Task statement
Update the entries below by changing every "reference marker" to "location marker" and leaving everything else as it is.

Provided data
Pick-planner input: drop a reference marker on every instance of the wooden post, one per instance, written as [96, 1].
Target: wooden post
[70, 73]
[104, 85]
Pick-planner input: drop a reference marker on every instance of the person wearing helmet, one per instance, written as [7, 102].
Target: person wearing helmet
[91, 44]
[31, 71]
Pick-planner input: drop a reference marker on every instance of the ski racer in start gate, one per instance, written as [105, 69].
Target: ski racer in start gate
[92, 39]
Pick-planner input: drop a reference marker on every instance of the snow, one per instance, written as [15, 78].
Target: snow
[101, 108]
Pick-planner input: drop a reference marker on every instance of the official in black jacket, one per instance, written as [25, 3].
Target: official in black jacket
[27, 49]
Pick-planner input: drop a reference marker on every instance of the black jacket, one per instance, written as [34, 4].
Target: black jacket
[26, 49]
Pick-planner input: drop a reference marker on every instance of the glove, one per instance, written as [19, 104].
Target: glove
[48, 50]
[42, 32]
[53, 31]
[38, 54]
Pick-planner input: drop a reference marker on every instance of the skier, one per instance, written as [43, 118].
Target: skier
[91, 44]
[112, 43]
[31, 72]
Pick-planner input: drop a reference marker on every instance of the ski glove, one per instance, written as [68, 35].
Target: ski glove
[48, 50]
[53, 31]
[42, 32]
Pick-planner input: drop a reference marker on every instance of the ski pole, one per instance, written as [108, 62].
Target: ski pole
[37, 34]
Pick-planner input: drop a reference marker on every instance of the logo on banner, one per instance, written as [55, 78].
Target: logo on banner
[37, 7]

Written solution
Pick-planner input: drop a location marker on every instance of the wooden post, one per instance, written as [96, 1].
Target: wooden post
[70, 73]
[104, 85]
Pick-planner input: drop a location marker on every instance of the person wearing helmet, one per instance, written as [7, 102].
Target: person wearing helmet
[91, 44]
[31, 71]
Pick-planner input: drop a location marker on every instance of the ski racer in start gate, one per instance, written as [105, 69].
Target: ski racer in start gate
[92, 39]
Pick-planner input: drop a location marker on every instance of the snow, one per instance, written as [15, 78].
Target: snow
[101, 108]
Pick-planner input: drop a location marker on every instance of the official in black jacket, one per instance, written as [25, 3].
Target: official in black jacket
[27, 49]
Pick-planner input: drop a location marker on every instance of the black jacket, one per instance, written as [34, 4].
Target: black jacket
[26, 49]
Pick-planner input: drop a location marker on every instance of the glove, one per instance, written as [19, 104].
Target: glove
[48, 50]
[42, 32]
[53, 31]
[38, 54]
Pick-planner input: drop a location marker on every instance of the skier, one per instance, written as [43, 118].
Target: skier
[91, 44]
[112, 43]
[31, 72]
Pick-planner input: drop a location marker on every instance of the ski glove, one per instance, written as [68, 35].
Target: ski glove
[48, 50]
[53, 31]
[42, 32]
Pick-planner input: drop a location marker on every instance of the ski pole, one per instance, written as [108, 62].
Target: ski pole
[37, 34]
Pick-planner input: drop a location marker on every instance of the logo on banner, one per instance, written as [55, 78].
Target: logo on banner
[37, 7]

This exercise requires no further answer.